TODO:

1. We currently plot the vertical lines on the original Mesh. We need to draw the vertical lines on the flat Mesh. We need to convert the LinePoints from the original Mesh coordinates into the flat Mesh coordinates.
2. Utilize the intersection of the Mesh with the vertical lines as the LineSeed points. Current implementing a line walk with small increments. May be able to utilize the following approach: https://stackoverflow.com/questions/3838329/how-can-i-check-if-two-segments-intersect

Drawing Vertical lines on Flatten Image

Can now transfer the LineSeeds to the Flatten Image and Draw the Vertical lines. Although the lines are relatively well distributed throughout the Flattened Mesh, the Generated Mesh has regions that are not covered.

How do we improve coverage?

1. We could generate the LineSeeds in such a way that every triangle has at least one line through it? Could be an expensive process. Could also result in overly dense. May result in an optimization problem.

How many regions do not generate trifinder?

Running diagnostics to determine the number of regions that fail trifinder generation.

Was able to generate some diagnostics to determine how many regions can successfully produce a trifinder. Total regions: 45 Regions with successful trifinder: 37 About 82% can generate trifinder.

Creating Dual of Triangulation:

1. Generate red dot.
2. Produce vertical line based on red dot.
3. Determine which edge the vertical line intersects.
4. Place LineSeed where the vertical line intersects with the edge.
5. Based on the intersecting edge, determine the next triangle the vertical line will intersect.
6. Go back to step 3 until we are outside the trifinder.

Generating the Dual of Triangulation

We want to create a TriangulationDualGraph. The triangles represent the nodes while the edges represent the connections between the nodes. Adding metadata for other uses, such as determining the outer vertices, outer triangles, and outer edges.

**What to produce**
Return the mesh notes above in full, word for word. The rows that follow are separate material, apart from the mesh notes above.

**Study material**
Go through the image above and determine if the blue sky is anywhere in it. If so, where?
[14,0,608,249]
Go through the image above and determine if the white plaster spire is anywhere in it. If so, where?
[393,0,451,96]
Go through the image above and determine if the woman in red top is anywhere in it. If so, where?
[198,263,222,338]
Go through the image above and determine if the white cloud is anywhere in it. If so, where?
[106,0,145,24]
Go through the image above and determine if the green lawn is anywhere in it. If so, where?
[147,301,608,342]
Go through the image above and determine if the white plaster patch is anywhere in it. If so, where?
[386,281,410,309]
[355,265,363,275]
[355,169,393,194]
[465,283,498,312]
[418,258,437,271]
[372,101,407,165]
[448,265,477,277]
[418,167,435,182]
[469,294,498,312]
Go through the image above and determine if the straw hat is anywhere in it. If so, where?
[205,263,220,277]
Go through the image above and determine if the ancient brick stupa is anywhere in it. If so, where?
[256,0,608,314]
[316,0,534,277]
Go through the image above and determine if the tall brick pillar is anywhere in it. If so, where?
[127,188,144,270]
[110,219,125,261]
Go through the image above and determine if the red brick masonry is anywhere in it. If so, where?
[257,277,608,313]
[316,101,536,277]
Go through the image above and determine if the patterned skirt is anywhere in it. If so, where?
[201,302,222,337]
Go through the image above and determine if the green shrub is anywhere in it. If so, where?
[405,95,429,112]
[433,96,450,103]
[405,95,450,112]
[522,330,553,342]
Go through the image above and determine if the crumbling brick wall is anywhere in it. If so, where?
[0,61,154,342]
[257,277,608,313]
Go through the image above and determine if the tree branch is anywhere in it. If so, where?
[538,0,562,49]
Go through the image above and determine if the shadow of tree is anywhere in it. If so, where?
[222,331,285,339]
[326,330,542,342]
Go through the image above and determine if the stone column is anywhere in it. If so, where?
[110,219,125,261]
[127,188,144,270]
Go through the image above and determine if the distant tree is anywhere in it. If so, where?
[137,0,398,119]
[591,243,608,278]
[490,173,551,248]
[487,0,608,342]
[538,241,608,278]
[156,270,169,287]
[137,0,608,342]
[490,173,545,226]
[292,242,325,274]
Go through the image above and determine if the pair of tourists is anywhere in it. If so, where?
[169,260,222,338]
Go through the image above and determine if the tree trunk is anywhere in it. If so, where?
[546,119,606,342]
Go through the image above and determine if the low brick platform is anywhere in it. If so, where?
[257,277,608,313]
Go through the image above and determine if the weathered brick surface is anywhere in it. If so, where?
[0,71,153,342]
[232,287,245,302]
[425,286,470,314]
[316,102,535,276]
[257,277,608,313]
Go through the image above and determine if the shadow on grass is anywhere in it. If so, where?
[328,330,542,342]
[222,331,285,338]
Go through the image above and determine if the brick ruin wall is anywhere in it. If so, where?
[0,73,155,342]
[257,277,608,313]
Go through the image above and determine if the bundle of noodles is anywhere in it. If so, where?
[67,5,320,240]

**Result of this exercise**
TODO:

1. We currently plot the vertical lines on the original Mesh. We need to draw the vertical lines on the flat Mesh. We need to convert the LinePoints from the original Mesh coordinates into the flat Mesh coordinates.
2. Utilize the intersection of the Mesh with the vertical lines as the LineSeed points. Current implementing a line walk with small increments. May be able to utilize the following approach: https://stackoverflow.com/questions/3838329/how-can-i-check-if-two-segments-intersect

Drawing Vertical lines on Flatten Image

Can now transfer the LineSeeds to the Flatten Image and Draw the Vertical lines. Although the lines are relatively well distributed throughout the Flattened Mesh, the Generated Mesh has regions that are not covered.

How do we improve coverage?

1. We could generate the LineSeeds in such a way that every triangle has at least one line through it? Could be an expensive process. Could also result in overly dense. May result in an optimization problem.

How many regions do not generate trifinder?

Running diagnostics to determine the number of regions that fail trifinder generation.

Was able to generate some diagnostics to determine how many regions can successfully produce a trifinder. Total regions: 45 Regions with successful trifinder: 37 About 82% can generate trifinder.

Creating Dual of Triangulation:

1. Generate red dot.
2. Produce vertical line based on red dot.
3. Determine which edge the vertical line intersects.
4. Place LineSeed where the vertical line intersects with the edge.
5. Based on the intersecting edge, determine the next triangle the vertical line will intersect.
6. Go back to step 3 until we are outside the trifinder.

Generating the Dual of Triangulation

We want to create a TriangulationDualGraph. The triangles represent the nodes while the edges represent the connections between the nodes. Adding metadata for other uses, such as determining the outer vertices, outer triangles, and outer edges.